··· RECORDS TO PROCESS

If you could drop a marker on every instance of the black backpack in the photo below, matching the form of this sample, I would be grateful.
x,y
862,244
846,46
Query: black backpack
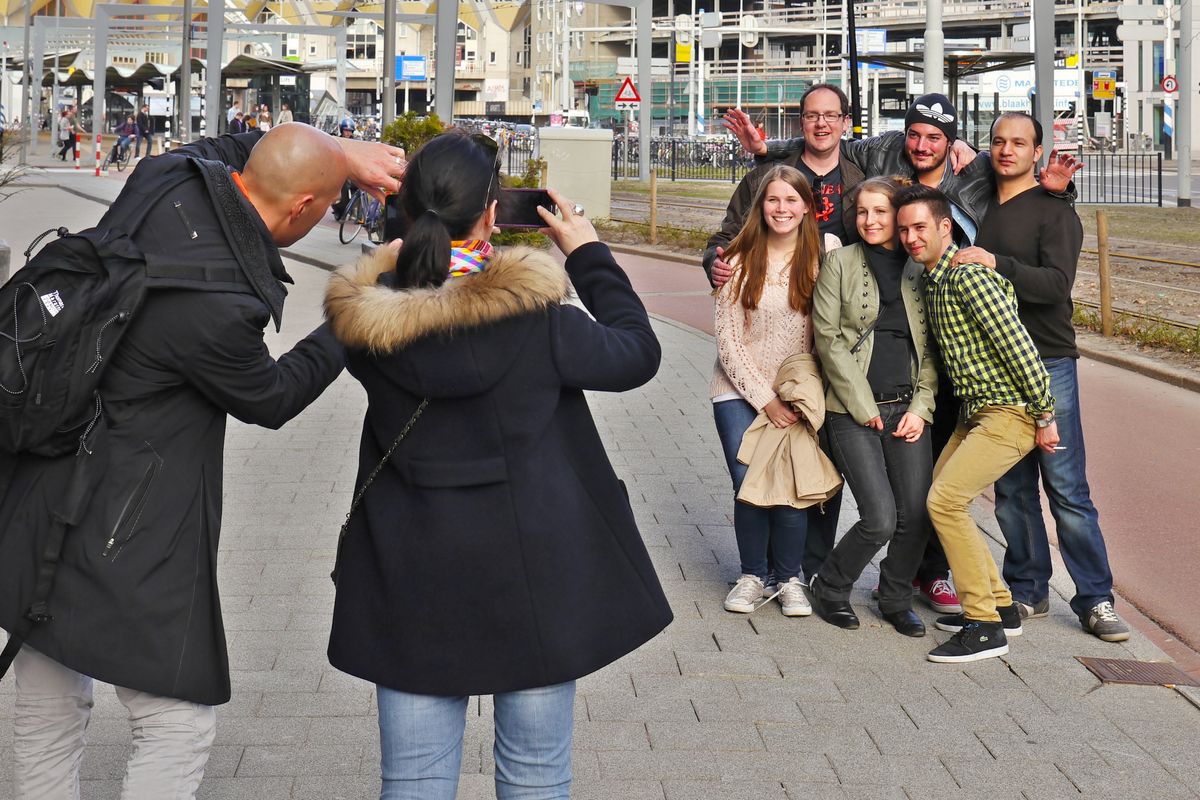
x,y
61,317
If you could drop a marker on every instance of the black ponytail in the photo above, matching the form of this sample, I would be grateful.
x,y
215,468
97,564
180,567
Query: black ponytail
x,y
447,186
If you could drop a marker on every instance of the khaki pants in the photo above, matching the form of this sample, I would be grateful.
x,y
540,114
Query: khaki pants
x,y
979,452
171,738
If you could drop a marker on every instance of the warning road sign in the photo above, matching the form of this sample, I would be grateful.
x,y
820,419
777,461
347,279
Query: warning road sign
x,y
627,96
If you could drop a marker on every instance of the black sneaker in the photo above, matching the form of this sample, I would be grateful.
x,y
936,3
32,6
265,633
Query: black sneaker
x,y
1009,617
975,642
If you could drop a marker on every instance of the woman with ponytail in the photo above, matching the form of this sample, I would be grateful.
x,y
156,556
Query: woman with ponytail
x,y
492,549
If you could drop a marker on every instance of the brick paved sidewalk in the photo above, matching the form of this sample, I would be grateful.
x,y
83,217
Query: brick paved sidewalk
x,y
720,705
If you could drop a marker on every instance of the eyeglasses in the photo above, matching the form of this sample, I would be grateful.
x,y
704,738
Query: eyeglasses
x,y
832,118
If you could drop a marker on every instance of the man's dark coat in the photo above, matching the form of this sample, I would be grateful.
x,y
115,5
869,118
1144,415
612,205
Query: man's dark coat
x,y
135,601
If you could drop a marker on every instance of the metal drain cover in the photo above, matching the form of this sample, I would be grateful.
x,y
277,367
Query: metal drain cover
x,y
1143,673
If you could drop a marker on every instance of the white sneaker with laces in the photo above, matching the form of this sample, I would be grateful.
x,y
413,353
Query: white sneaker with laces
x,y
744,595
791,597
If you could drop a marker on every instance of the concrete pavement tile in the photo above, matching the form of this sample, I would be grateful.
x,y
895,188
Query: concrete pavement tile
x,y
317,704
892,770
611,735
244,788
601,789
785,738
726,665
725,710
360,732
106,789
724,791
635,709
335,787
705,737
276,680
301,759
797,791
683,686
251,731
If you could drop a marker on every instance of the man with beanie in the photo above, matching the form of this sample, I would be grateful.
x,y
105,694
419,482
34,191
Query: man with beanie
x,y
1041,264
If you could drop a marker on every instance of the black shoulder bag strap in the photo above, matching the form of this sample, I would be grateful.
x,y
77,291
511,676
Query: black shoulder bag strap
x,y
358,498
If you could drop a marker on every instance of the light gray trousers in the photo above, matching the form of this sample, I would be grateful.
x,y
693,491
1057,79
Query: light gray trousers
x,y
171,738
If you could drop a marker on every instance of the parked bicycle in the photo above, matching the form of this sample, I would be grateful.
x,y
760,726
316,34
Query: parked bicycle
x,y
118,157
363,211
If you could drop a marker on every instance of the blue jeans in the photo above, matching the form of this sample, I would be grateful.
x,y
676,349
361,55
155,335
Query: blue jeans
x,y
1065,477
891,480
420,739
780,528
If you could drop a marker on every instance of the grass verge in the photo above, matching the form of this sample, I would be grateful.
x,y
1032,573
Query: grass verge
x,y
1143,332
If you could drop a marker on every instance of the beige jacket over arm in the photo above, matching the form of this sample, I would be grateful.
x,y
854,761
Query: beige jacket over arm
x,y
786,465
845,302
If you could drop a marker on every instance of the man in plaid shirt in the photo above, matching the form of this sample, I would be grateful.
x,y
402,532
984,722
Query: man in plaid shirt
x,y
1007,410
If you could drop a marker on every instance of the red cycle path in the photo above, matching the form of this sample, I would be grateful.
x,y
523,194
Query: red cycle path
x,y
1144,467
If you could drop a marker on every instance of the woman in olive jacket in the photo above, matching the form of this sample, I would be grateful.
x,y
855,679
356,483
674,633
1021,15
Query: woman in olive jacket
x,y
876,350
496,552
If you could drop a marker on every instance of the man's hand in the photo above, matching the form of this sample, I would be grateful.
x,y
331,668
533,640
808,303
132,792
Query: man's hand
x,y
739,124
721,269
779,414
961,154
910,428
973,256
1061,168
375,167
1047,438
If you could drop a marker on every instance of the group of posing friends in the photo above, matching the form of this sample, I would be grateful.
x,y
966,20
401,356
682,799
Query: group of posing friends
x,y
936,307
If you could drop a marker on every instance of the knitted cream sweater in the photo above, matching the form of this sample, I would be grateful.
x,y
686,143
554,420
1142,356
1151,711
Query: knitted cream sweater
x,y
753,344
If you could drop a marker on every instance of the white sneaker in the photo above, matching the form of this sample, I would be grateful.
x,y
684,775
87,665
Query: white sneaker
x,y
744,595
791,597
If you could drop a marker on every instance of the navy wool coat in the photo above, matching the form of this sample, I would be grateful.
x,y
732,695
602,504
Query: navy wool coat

······

* **HOW TO COMPLETE THIS TASK**
In the listing above, find every line with the string "navy" and state how many there are, with no other words.

* **TASK RESPONSE**
2